*What the exercise asks*.
Below are some records. Return exactly the lines from the one with "Sample output: point(1013, 351)" to the one with "Could you tag the polished", and nothing else.

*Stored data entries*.

★ ★ ★ ★

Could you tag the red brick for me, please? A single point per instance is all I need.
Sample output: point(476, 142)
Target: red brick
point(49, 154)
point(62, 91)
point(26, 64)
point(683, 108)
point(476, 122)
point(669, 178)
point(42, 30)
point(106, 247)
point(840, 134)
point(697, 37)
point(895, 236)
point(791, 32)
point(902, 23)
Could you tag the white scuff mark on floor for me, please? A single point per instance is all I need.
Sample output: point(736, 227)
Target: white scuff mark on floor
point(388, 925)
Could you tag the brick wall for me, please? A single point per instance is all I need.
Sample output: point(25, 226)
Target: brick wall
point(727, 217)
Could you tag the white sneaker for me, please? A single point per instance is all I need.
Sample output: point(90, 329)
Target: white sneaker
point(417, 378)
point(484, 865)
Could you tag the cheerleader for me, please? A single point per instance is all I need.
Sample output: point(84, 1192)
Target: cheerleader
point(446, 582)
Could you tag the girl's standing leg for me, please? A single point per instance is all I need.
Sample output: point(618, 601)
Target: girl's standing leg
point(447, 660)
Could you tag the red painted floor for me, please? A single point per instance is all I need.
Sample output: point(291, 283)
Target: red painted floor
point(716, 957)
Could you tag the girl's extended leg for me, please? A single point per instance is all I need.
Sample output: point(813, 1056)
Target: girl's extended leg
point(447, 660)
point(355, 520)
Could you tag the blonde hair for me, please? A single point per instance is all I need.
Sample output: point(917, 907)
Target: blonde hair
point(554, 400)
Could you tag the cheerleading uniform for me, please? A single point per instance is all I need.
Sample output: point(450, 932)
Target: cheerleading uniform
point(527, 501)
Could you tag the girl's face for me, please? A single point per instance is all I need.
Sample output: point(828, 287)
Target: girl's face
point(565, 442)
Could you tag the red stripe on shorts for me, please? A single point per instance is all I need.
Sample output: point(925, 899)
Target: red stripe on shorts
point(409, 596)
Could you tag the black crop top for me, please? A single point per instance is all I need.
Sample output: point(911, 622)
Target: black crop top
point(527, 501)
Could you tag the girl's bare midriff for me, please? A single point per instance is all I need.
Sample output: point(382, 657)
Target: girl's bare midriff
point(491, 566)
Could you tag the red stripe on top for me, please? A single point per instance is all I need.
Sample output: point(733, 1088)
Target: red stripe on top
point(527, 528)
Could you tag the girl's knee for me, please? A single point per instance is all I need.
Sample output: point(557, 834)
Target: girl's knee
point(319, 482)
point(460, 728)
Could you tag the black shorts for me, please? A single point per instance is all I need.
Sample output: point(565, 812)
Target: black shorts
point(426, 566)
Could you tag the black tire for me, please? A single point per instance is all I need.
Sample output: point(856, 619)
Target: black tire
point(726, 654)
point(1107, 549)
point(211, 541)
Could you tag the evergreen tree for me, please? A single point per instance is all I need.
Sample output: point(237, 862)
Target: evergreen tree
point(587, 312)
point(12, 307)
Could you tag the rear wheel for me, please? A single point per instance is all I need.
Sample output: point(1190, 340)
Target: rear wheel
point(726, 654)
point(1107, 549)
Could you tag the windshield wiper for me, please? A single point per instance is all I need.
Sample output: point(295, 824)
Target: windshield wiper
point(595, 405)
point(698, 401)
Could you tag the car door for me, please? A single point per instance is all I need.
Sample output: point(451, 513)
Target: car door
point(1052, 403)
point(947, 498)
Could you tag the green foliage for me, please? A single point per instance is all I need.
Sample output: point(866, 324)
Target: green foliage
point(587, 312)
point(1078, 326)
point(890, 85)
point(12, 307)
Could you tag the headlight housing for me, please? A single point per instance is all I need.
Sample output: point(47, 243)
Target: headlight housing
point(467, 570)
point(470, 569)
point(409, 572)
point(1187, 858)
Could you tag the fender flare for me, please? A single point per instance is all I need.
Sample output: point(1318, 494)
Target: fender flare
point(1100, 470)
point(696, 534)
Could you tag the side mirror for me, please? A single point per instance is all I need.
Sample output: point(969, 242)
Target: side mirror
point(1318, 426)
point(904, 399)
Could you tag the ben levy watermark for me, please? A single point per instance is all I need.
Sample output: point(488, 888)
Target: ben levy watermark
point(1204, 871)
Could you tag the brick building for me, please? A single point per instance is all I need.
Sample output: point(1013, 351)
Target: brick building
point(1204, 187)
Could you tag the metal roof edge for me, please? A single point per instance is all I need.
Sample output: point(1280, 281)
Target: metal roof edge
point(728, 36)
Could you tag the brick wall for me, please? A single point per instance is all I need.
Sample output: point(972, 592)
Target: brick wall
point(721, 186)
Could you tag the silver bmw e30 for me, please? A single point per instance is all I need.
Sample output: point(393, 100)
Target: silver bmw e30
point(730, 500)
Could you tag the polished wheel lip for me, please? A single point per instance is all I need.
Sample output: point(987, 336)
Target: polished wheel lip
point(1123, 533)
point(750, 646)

★ ★ ★ ★

*Finished task*.
Sample output: point(1013, 351)
Target: brick building
point(1204, 187)
Could you tag the metal roof edge for me, please? A single point per instance is all I need.
Sample output: point(1280, 281)
Target: metal roof edge
point(728, 36)
Could you tag the brick wall for me, please? A single point per instance is all I need.
Sample output: point(972, 592)
Target: brick wall
point(721, 186)
Could you tag the silver bmw e30 for me, please? A single point per instance is all I need.
Sample output: point(393, 100)
Target: silver bmw e30
point(730, 500)
Could you tag the polished wheel lip for me, please? A single point per instance is all I need.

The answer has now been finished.